■ **Required work**
Write out the listing beneath this instruction in its entirety, exactly as it reads.

■ **Data in this exercise**
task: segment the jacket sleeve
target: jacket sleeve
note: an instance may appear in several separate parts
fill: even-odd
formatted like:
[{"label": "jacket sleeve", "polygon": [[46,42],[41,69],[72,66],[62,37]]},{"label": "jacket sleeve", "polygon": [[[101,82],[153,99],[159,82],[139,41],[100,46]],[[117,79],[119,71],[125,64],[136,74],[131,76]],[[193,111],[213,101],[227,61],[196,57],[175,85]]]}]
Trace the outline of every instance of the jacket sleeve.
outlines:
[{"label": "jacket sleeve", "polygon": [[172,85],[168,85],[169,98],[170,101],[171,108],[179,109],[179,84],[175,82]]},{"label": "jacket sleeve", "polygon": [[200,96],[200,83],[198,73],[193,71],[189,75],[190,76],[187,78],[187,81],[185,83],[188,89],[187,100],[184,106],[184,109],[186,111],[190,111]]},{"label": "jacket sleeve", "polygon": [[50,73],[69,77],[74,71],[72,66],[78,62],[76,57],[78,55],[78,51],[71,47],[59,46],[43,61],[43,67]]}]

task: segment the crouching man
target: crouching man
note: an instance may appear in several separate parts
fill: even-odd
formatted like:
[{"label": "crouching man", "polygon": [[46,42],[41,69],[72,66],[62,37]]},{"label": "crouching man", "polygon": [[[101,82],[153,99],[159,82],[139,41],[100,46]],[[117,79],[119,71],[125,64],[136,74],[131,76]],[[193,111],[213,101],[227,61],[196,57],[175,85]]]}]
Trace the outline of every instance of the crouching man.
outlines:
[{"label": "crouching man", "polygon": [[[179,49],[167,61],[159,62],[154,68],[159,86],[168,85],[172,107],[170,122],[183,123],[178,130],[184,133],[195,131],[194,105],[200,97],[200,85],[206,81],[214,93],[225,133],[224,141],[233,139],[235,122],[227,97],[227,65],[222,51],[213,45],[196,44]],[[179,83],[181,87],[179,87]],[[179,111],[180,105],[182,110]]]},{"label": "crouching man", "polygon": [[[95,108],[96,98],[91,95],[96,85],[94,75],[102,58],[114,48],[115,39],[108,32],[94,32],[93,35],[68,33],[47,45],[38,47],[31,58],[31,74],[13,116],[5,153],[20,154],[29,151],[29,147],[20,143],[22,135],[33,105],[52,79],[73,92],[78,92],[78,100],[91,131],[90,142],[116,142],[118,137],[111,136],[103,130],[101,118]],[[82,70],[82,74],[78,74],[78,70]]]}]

■ **Correct answer**
task: segment the jacket sleeve
target: jacket sleeve
note: an instance may appear in several separate parts
fill: even-odd
formatted like:
[{"label": "jacket sleeve", "polygon": [[46,42],[41,69],[72,66],[62,37]]},{"label": "jacket sleeve", "polygon": [[[101,82],[153,99],[159,82],[139,41],[100,46]],[[117,79],[119,71],[125,64],[136,74],[131,76]],[[193,111],[213,101],[227,61],[196,57],[175,85]]]}]
Trace the outline of every instance of the jacket sleeve.
outlines:
[{"label": "jacket sleeve", "polygon": [[172,85],[168,85],[169,98],[170,101],[171,108],[179,109],[179,84],[175,82]]},{"label": "jacket sleeve", "polygon": [[200,96],[200,83],[198,73],[193,71],[189,75],[190,76],[187,78],[187,81],[185,83],[188,89],[187,100],[184,106],[184,109],[186,111],[190,111]]},{"label": "jacket sleeve", "polygon": [[50,73],[69,77],[74,71],[72,66],[78,62],[76,57],[78,55],[78,51],[71,47],[59,46],[43,61],[43,67]]}]

task: segment the crouching man
target: crouching man
note: an instance may appear in several separate parts
fill: even-odd
formatted like:
[{"label": "crouching man", "polygon": [[46,42],[41,69],[72,66],[62,37]]},{"label": "crouching man", "polygon": [[[101,82],[153,99],[159,82],[139,41],[100,46]],[[117,79],[119,71],[125,64],[136,74],[131,76]],[[193,111],[213,101],[227,61],[196,57],[175,85]]]}]
Trace the outline of every instance of the crouching man.
outlines:
[{"label": "crouching man", "polygon": [[[179,49],[167,61],[159,62],[154,68],[159,86],[168,85],[172,107],[170,122],[183,123],[178,130],[184,133],[195,131],[194,105],[200,97],[200,85],[206,81],[214,93],[225,133],[224,141],[233,139],[235,122],[227,97],[227,65],[222,51],[213,45],[196,44]],[[179,83],[181,87],[179,87]],[[179,111],[180,105],[182,110]]]},{"label": "crouching man", "polygon": [[[95,108],[96,98],[91,95],[96,85],[94,75],[102,58],[114,48],[115,39],[108,32],[94,32],[93,35],[68,33],[47,45],[38,47],[31,58],[31,74],[13,116],[5,153],[20,154],[29,151],[29,147],[20,143],[22,135],[33,105],[52,79],[73,92],[78,92],[78,100],[91,131],[90,142],[116,142],[118,137],[111,136],[103,130],[101,118]],[[82,70],[82,74],[78,74],[78,70]]]}]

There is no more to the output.